Output the lines from the top of the entries below to the line with "Thank you for the photo. Could you please annotate the bush", both included, exactly and without pictures.

[Start of Attachment]

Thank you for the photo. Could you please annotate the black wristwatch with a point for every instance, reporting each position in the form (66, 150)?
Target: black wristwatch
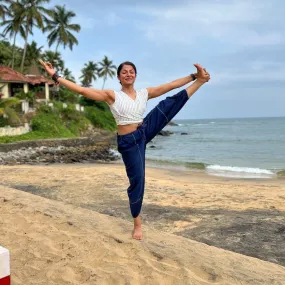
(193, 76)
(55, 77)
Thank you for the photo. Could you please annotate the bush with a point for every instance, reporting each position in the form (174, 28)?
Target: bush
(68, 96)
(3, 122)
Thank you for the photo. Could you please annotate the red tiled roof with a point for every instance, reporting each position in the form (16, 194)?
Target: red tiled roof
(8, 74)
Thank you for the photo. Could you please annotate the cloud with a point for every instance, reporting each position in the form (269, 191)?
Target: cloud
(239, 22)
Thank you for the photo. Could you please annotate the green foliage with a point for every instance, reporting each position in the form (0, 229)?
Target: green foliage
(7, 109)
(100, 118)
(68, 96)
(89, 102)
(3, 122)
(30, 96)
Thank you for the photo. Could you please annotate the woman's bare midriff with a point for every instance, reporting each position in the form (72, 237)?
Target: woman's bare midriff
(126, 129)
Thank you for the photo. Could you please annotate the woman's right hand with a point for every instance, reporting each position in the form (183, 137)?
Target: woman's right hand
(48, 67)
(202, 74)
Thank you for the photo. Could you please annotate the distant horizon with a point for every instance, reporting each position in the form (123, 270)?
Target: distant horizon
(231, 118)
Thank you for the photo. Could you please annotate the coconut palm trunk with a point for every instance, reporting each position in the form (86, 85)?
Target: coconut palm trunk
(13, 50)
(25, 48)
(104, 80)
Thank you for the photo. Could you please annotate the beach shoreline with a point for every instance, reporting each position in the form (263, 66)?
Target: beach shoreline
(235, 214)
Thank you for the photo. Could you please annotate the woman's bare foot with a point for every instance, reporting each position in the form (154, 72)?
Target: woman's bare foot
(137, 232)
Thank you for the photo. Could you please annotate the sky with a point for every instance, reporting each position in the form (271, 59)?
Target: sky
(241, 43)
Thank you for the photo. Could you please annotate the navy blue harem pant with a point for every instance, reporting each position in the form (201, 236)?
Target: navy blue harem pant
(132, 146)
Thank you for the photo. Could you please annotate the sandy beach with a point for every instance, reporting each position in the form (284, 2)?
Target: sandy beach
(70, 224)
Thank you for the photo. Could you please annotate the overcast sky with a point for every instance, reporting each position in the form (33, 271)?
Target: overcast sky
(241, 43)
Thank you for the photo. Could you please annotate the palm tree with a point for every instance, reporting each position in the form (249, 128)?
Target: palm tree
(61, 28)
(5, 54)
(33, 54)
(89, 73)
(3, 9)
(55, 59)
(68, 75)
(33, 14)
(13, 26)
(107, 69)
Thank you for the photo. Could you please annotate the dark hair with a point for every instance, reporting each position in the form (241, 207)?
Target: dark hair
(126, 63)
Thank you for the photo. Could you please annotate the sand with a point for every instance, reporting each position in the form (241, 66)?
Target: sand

[End of Attachment]

• Response to this task
Thank you for the photo. Could you please annotate the black wristwatch with a point for every instance, reporting each position in the form (66, 150)?
Target: black wristwatch
(193, 76)
(55, 77)
Thank you for the photo. Could you please annotate the bush with a point for every instance, reporting each position in the form (174, 28)?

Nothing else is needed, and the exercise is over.